__Source text__.
— start —
# About the shells and some prblems....(breeding calvus +comp)



## phumsak (Jul 10, 2010)

hello guys,

i got some questions about breeding calvus and comp....... i need to know which shell is most suitable fish....

first of all, i need to introduce all of my fishs in the tank...

9 frontoza brurundi ..... about 2.5 - 3.5 inches......

4 liliupi ( make 3 inches , female 2 inches )

12 alto compessicep... ( variuos size from 1.5 '' to 2.5'' )

5 black calvus ( 2 males 3 females .... size male = 2.3-2.5'' female = 2'')

6 clown fish ...... 2''

2 demason....... 1.5 ''

are they o.k. to living together? will the fry will be o.k. after they hatch or will they be eaten real fast by other fish in the tank?

i put in alot of shells.... include 10 Harp shells , 5 apple shells ( cherry shell ) , 3 Selacosa Shells ... and many hiding place available in my tank...

Now i'm just wondering is this shell is perfectly fit to my fish? the entrance of the shell is between 2'' to 4 ''....)

i put the shell in for 5 days already and it seem like calvus male is biting and putting the female into cherry shell.... it bite female's tail very hard + very often and i'm so scare .... what should i do... the male is trying to push the female into a shell but i think it might be too big for them because the entrance is like 3 '' so i guess they might just fight for the shell.... ( but i saw the female does not fight back ... and not giving up the shell.... so i guess they might do something...else....)

Moreover, i heard that some shells will trap the fish.. inside... so i'm new with this....... i'm a really new breeder with this type of fish.... arhh..... help me plzz

Ps. I'm from Thailand and it's hard to find F0 fish so my fish is like F1 - F2 will they be able to breed?? because i think their blood should be really close to each other....

thank you for helping .... and if anyone know how to create PVC breeding cave for calvus and comp please let me know ... thank you ^_^


----------



## phumsak (Jul 10, 2010)

oh forget the picture

...http://www.seashellworld.com/page/S/PROD/Harp/S3605

this is harp shell...

http://www.cichlidbreeding.com/products.php?cat=10&pg=4

Tonna selacosa shell...

the last apple snail shell i think it should be fine for the fish ...


----------



## DJRansome (Oct 29, 2005)

What are the dimensions of your tank?

I'd eliminate the demasoni and either the comps or the calvus because they can crossbreed.


----------



## phumsak (Jul 10, 2010)

**** it..... my local fish shop is trick me again.....

he said " comp and calvus is unable to crossbreed but white , black , yellow , red fin calvus sometime crossbreed between their species.... so i think there is a chance to crossbreed...

so what should i do? should i seperate them? what size of tank do you think will fit all 12 comps??

Ps. i will get rid of demason soon becoz i have a huge tank for malawi cichlid.... but it's very hard to catch them... 2 of them are very small and harmless for now...


----------



## BioG (Oct 12, 2008)
— end —
__Records supplied__.
— start —
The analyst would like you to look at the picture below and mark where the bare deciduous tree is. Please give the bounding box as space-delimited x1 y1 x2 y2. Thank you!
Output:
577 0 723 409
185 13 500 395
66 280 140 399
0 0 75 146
— end —
__Written problem 1__.
Answer these questions using the forum thread on breeding calvus and comps, one line per answer.
(a) How many harp shells did phumsak put in the tank?
(b) What does DJRansome first ask about?
(c) According to DJRansome, what can the comps and the calvus do with each other?
__Written problem 2__.
Pick up the forum thread on breeding calvus and comps after its last header, and write the post that BioG makes there.

__Task output 1__.
(a) 10
(b) The dimensions of the tank
(c) Crossbreed

__Task output 2__.
Looks like a lot of work here before you are able to salvage fry let alone raise them. I'm definitely not trying to discourage you from Altos as they're, by far, my favorite. However, it'll just take some understanding about what you're dealing with.

First, you were tricked. Altolamprologus of any species can and will cross breed. As a matter of fact most cichlids can. Most certainly however, fish from the same genus will recognize each other as mates.

For 12 Altos the tank size is an issue sure but the number of males is a bigger issue. Most male altos will welcome a harem of up to 6 females although I generally only expose 3 or 4 to a single male because he can only do so much and the females tend to fight when kept in larger numbers without males. That being said, ALtos behave differently when kept in a mob. For instance, 12 Altos in a 55 gallon would, most likely, do fine even if there were 6 males and 6 females. In large groups they tend to just, well, "mob".

For your breeding purposes, if the shell is being used it's the right shell. Males generally violently invite females to spawn in shells and, if they fight, they're not fighting over the shell but instead they're fighting over the fact that the female may not be ripe or ready to spawn. I use conch shells with the bottom sawed off and siliconed to a small plate of glass so they don't ti over and suffocate the inhabitants.

Also for your breeding purposes, I would separate each species in groups of 4, 1 male to 3 females. Sell/return or trade the rest. I would keep these groups in nothing smaller than a standard 30 gallon will plenty of hiding. Ideally I would do a 50 gallon with a standard footprint and you can then include a few other community tangs.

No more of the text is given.